= TASK LIST =
#1 Answer these questions about the essay on the Stoics:
(a) According to Marcus in Meditations, what were people in every era fighting over?
(b) How much shorter was the expected lifespan at birth of the man fighting with his wife five centuries ago?
(c) What was the merchant with his bills looking at instead of an embarrassing bankruptcy?
#2 Can you reproduce the part of the essay on the Stoics that starts with "What the Stoics" and goes on through "treatment by fate."?

= EXTRACTED TEXT =
-=-=-
It’s the man stepping outside to take a walk after a fight with his wife. It’s a mother worrying about her child, the one that seems to always be in trouble. It’s the merchant stressed to the point of explosion, where will the money come from? How will I keep going? It’s the two siblings grieving the loss of a parent. It’s the average citizen following the news, hoping their country will avoid an unnecessary war.
What the Stoics point out again and again in their writings is how timeless these scenes are. Marcus reminds himself in Meditations how in every era, in every age there were people fighting over money, fearing old age, yearning for fame, arguing over things that don’t matter. These are perennial human problems. We should take some comfort in that, that this is how it’s always been, that we haven’t been singled out for particularly egregious treatment by fate.
But here’s another spin on it: Those people had it much, much worse than you do. That man fighting with his wife five centuries ago had an expected lifespan at birth that was 50% shorter than yours. That mother with her troublesome child, what resources did she have? The merchant and his bills, he was looking at debtors prison, not an embarrassing bankruptcy. And this says nothing about the fact that these societies also had to worry about the plague, about dying of infection from a tiny cut on their finger, from the cruelty and awfulness of random violence. Religious persecution, segregation, starvation, unprotected from the capriciousness of the weather and on and on.
Whatever you’re going through, however tough it is, it’s almost certainly better that you’re going through it today than a hundred years ago, a thousand years ago or more. It’s not much to be grateful for but it’s something. So let us start there.
-=-=-
= EXTRACTED ENTRIES =
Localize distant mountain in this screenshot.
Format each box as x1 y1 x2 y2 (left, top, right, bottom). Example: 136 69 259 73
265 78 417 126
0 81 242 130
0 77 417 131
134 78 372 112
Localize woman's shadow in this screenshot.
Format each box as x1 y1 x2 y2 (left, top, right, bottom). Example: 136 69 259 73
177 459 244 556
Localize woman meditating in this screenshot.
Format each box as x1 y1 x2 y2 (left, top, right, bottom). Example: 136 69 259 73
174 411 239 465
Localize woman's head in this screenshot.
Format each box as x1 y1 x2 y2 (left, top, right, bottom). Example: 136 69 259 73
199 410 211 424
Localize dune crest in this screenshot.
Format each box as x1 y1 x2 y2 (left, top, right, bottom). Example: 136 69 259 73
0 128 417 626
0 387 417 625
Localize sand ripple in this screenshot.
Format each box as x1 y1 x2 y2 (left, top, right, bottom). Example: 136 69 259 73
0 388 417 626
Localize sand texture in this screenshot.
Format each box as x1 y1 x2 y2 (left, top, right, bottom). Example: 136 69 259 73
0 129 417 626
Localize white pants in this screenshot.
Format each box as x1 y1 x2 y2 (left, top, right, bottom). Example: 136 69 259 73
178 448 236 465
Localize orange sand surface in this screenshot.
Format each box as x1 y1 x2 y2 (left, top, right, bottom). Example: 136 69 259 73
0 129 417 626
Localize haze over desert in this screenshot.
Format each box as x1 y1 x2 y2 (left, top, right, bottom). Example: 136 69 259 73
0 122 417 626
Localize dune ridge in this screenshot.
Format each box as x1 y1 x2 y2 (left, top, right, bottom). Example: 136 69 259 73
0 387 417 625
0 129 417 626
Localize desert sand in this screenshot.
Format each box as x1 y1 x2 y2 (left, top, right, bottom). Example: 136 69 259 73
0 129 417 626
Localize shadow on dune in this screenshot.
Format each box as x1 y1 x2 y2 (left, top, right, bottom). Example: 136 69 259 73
-=-=-
= ANSWER SET =
#1
(a) Money.
(b) 50% shorter.
(c) Debtors prison.

#2
What the Stoics point out again and again in their writings is how timeless these scenes are. Marcus reminds himself in Meditations how in every era, in every age there were people fighting over money, fearing old age, yearning for fame, arguing over things that don’t matter. These are perennial human problems. We should take some comfort in that, that this is how it’s always been, that we haven’t been singled out for particularly egregious treatment by fate.